> **Passage to read**:
□ □ □ □ □

My point was that in a P2P architecture you must be a server, everyone else must be a server. And being a server is costly. There must be incentives for someone to be a server, and that's not easy. I actually don't remember a single P2P protocol or framework that has solved that problem yet. Perhaps Bitcoin -- for miners only, not for normal nodes.
It appears BitTorrent solved the problem well enough. There's already an incentive to share, because nodes who don't are eventually ignored by the others (if I recall correctly). As for the operating costs… they don't seem very high unless you're operating a tracker. I mean, it's just a matter of running a BitTorrent client, and not even all the time (unless you want to reliably seed something).
The real problem there is the asymmetry of the bandwidth. If we had as much upload as we had download, we wouldn't have any reason not to shoot for a 1:1 ratio.
The traditional WWW has shown its weaknesses with websites that exist at the boundaries of legality like Sci-Hub and the Pirate Bay, or that probe the edges of free speech like Stormfront or forums that support Islamic terrorism.
Fact is unless you're a Tier 1 ISP yourself, you're going to be beholden to an ISP to host your content. Your domain name will be beholden to a registrar. Your TLS certificate will be beholden to a certificate authority. You're going to be subject to every one of these organizations' terms of service, and history has shown with the examples above that they will exercise that authority to pull the plug on you if it suits them (especially if they're facing a mob of public opinion or the state puts a gun to their head).

□ □ □ □ □

> **List of tasks**:
- a) Write out the portion of the P2P thread starting with "The real problem" and going on through "a 1:1 ratio.".
- b) According to the P2P thread, what is the real problem that keeps users from aiming for a 1:1 ratio?
- c) Proceed with the P2P thread from the point where it stops.
The data that comes next is separate from the P2P thread.

□ □ □ □ □

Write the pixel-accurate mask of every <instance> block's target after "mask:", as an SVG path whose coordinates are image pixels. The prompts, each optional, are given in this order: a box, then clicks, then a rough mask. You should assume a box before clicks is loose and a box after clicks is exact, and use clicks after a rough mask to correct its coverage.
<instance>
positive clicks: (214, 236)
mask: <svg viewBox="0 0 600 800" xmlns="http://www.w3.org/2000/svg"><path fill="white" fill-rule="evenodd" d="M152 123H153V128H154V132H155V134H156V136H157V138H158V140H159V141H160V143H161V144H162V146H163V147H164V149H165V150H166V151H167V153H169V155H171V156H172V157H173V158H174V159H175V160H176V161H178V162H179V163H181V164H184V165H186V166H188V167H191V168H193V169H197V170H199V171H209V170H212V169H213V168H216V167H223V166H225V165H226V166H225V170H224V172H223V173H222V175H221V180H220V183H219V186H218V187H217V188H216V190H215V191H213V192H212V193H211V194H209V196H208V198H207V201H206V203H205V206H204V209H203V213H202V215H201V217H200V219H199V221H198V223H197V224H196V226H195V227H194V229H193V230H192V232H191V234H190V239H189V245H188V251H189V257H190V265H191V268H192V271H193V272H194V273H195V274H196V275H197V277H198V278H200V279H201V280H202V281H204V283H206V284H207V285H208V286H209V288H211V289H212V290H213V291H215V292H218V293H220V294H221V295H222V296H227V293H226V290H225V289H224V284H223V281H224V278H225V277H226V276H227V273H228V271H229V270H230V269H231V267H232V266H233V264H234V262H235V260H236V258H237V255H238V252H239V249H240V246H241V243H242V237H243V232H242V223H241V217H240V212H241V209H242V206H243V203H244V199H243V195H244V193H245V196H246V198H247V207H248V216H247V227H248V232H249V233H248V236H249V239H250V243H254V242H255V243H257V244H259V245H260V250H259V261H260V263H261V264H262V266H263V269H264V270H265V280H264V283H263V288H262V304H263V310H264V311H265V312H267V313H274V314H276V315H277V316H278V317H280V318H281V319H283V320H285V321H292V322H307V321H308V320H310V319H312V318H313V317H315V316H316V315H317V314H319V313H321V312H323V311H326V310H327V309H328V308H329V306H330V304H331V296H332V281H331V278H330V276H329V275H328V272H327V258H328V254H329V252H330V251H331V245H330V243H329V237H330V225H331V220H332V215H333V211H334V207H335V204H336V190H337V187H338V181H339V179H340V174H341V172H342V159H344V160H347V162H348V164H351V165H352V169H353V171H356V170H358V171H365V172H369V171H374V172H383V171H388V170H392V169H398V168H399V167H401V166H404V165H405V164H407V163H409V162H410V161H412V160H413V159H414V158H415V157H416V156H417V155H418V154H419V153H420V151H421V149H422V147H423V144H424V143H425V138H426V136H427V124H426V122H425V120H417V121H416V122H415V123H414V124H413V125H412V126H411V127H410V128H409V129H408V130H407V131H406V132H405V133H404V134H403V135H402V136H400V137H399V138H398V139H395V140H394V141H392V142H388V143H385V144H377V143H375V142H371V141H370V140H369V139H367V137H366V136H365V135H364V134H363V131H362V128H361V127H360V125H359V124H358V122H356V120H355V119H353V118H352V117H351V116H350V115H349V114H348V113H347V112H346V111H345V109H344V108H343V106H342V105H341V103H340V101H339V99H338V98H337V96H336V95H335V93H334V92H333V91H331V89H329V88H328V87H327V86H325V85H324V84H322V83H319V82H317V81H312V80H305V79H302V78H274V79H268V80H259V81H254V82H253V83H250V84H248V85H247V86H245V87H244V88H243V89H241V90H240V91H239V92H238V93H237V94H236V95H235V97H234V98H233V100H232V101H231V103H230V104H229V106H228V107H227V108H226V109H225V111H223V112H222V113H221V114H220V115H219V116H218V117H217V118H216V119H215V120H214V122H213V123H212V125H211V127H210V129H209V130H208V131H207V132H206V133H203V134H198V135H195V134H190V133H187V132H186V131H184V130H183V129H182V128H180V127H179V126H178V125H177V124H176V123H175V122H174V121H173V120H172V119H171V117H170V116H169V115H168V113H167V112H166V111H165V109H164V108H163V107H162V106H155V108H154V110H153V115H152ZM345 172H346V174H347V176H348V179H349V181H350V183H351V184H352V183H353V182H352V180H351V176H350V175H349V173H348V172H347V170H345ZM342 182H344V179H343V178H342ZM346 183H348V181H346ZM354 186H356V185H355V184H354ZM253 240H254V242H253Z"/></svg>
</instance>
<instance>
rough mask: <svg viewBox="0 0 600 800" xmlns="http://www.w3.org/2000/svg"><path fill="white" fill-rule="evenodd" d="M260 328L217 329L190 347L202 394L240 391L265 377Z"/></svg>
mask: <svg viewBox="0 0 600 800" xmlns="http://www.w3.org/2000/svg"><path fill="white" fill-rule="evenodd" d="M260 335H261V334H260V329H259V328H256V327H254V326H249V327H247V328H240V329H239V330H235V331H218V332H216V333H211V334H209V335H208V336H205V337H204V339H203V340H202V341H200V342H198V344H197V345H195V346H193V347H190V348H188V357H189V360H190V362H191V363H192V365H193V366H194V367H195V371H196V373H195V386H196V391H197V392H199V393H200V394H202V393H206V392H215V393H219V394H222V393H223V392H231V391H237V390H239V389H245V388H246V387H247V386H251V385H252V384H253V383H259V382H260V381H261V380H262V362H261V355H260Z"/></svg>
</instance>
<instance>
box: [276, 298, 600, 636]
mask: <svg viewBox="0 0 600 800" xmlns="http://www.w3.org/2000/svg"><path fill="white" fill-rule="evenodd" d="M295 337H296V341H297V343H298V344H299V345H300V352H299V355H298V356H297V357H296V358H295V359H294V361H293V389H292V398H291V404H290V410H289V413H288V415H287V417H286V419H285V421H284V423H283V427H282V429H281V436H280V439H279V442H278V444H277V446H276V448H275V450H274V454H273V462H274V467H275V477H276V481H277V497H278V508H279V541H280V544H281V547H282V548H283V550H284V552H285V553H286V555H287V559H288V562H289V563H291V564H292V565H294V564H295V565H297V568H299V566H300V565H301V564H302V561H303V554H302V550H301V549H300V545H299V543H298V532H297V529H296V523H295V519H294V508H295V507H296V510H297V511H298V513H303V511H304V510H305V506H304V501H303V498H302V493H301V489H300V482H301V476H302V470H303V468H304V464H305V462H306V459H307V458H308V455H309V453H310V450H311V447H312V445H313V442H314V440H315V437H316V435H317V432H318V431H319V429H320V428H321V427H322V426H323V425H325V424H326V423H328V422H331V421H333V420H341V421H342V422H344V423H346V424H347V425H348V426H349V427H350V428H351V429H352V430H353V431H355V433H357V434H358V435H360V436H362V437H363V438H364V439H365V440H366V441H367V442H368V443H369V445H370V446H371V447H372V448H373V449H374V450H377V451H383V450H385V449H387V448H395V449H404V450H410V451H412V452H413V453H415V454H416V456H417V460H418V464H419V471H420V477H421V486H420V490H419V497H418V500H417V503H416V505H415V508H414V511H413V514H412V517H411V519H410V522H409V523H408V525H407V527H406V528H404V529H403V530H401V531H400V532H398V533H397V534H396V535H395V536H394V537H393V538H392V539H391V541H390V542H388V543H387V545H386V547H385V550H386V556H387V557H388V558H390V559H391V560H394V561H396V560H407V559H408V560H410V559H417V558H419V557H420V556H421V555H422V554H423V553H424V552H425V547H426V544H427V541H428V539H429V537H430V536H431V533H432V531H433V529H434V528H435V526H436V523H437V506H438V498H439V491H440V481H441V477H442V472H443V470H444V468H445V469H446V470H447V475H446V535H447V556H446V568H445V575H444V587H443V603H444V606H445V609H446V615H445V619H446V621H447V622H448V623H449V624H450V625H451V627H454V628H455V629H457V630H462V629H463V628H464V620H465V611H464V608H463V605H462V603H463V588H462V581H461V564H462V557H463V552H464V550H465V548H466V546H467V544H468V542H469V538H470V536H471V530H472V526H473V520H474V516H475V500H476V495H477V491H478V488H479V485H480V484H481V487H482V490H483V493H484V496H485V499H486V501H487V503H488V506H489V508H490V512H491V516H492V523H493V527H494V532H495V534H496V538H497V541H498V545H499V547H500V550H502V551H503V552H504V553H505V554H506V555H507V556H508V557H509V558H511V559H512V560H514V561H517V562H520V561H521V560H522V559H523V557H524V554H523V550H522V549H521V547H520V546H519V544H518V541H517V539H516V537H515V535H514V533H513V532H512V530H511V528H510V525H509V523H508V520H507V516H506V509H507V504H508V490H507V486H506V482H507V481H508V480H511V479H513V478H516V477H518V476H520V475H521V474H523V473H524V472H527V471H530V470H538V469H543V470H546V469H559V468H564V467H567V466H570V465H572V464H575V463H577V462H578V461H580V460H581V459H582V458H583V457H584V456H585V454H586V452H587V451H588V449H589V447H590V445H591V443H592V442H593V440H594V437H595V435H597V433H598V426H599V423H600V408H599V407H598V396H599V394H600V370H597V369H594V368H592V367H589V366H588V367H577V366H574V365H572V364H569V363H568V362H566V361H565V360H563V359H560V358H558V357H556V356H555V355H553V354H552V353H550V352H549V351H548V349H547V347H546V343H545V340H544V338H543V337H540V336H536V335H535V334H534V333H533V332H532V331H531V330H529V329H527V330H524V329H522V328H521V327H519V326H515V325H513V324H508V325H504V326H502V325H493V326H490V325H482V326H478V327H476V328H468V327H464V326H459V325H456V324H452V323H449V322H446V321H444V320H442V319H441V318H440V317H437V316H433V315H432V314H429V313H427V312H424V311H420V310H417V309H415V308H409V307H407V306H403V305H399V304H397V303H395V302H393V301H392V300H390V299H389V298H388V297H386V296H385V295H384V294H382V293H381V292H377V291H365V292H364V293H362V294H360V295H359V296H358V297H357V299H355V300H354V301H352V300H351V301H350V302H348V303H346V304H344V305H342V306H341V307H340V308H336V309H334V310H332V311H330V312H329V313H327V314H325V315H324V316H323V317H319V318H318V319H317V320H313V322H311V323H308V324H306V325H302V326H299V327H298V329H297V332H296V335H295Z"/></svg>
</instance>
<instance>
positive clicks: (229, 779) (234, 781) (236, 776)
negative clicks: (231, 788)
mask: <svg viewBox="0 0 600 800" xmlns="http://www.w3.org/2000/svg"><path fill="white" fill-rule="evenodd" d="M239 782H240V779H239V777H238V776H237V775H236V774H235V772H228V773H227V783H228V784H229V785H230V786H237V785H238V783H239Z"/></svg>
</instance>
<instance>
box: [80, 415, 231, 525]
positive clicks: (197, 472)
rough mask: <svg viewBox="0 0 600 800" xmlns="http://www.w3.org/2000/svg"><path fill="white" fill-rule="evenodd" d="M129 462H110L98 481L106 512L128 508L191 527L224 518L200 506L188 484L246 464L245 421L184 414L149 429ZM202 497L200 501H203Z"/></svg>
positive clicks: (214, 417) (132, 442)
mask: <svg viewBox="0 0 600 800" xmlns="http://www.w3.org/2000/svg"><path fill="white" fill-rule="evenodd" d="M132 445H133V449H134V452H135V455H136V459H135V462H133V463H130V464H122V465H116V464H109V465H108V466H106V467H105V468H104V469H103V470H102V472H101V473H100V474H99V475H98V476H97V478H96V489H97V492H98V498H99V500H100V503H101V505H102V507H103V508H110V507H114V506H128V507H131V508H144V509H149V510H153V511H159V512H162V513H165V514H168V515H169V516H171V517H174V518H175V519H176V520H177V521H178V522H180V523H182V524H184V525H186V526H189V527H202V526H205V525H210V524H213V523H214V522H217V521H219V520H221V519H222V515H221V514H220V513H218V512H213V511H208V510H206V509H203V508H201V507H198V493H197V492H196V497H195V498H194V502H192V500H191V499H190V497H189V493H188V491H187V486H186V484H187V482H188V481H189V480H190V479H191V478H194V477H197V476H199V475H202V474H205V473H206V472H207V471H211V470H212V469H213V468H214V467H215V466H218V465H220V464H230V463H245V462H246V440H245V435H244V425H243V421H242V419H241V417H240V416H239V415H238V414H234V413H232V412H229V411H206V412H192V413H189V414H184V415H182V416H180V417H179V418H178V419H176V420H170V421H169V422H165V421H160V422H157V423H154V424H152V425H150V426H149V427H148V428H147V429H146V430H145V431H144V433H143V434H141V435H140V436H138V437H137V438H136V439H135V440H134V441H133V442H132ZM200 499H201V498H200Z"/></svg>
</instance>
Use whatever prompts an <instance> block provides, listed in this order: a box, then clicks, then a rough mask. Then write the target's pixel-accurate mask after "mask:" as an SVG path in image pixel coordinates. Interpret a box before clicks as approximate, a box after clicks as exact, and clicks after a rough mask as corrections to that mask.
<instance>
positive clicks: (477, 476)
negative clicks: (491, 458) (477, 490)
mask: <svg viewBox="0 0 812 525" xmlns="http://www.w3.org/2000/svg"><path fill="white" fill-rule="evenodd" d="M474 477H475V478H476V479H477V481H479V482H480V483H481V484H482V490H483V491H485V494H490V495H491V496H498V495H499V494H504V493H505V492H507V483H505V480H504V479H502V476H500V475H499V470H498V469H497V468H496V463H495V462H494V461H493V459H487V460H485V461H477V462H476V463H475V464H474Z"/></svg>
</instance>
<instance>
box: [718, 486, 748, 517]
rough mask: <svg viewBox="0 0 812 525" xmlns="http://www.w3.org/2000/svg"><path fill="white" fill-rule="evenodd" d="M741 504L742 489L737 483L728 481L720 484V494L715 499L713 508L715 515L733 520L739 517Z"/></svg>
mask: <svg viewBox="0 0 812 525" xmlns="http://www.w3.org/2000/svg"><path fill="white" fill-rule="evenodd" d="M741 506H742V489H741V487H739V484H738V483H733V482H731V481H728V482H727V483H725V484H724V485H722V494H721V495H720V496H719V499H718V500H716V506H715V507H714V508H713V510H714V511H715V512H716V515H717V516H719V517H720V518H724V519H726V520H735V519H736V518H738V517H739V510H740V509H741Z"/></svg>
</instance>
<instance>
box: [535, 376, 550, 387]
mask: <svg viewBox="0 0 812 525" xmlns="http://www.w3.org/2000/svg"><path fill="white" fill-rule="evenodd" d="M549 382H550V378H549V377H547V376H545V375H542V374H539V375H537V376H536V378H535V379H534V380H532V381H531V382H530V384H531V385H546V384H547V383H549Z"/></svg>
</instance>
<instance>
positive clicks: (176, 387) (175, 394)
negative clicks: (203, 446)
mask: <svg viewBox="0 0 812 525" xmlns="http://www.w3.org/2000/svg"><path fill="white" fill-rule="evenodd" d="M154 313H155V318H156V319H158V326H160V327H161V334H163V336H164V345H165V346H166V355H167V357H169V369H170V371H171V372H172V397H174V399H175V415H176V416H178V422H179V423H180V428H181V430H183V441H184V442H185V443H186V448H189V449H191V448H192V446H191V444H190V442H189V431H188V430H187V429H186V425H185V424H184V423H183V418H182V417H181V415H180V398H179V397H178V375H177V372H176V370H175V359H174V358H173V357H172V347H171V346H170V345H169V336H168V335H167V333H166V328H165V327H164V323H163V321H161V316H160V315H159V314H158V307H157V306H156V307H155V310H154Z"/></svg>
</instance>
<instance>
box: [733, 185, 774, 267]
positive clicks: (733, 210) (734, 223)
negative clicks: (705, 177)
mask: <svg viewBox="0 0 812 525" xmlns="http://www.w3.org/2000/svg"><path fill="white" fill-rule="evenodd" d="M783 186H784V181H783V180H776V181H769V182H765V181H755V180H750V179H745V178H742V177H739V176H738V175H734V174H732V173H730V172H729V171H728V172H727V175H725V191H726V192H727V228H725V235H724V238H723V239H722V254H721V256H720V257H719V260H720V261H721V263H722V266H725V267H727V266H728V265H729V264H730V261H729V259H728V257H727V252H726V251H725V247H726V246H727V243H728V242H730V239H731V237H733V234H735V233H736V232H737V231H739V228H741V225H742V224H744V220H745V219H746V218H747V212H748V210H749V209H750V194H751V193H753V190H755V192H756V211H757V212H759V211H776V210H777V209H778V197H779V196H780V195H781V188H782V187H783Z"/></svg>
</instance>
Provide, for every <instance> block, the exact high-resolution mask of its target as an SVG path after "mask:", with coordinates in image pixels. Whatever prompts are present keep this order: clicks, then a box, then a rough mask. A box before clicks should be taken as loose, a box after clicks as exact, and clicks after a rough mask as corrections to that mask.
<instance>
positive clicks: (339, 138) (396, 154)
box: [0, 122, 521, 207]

□ □ □ □ □

> **Answers for each item**:
- a)
The real problem there is the asymmetry of the bandwidth. If we had as much upload as we had download, we wouldn't have any reason not to shoot for a 1:1 ratio.

- b) The asymmetry of the bandwidth.

- c)
Agreed. As cool as IPFS is, I only clicked on it because I thought it was going to explain how to scale my Tim Berners-Lee WWW server in a decentralized way (without relying on some big monolithic company). Has anyone seen a primer like that?
As for IPFS, I’d love to see them succeed, but as long as you have to know about merkle trees, hashing, etc for it, it’s not going to be any more mainstream than things like PGP or IRC.
Finally, they claim IPFS is good for archival. To me, that means it will be as good as putting a few hundred paper books in a few hundred different libraries around the world. With that in mind, how does censorship work with IPFS? If the government wants to rewrite history by deleting my archive, how do the mirrors avoid being tracked down, and told to selectively delete the undesirable blobs?
I think we ought to be distinguishing between "decentralized" and "distributed". The original web as we used to know it was decentralized. IPFS is distributed.
In social media: [Mastodon][0] is decentralized. [Patchwork][1] is distributed.
>""The Decentralized Web" is the WWW system Tim Berners-Lee invented and that we're all using right now."
I believe the context of "The Decentralized Web" here is meant to contrast the increasing centralization of content from FB, Google, Medium, login walls pay-walls etc.
The term "decentralized" is used, because TBL's Web evolved into an effectively very centralized system, at the levels of both logical architecture and data ownership.
Sure your laser printer can serve a webpage. But nobody cares! They don't care to the extent that your printer-page will most likely not even be accessible, given the default settings on your or your ISP's routers.
In practice, most of your - and everyone else's - web traffic goes through the same few services. It doesn't matter that each of those services is made from a thousand servers each - logically, they form a single unit, and the web has mostly a star topology. This leads to ridiculously stupid amounts of waste at the endpoints - if you and me are sitting in the same room and both want to watch the same funny cat video, we both download gigabytes off youtube, even though after you downloaded the video I should be perfectly able to stream it off your machine via LAN. We use CDNs these days, which are literally top-down dictatorship style attempt at forcing some minimum distribution into this centralized system.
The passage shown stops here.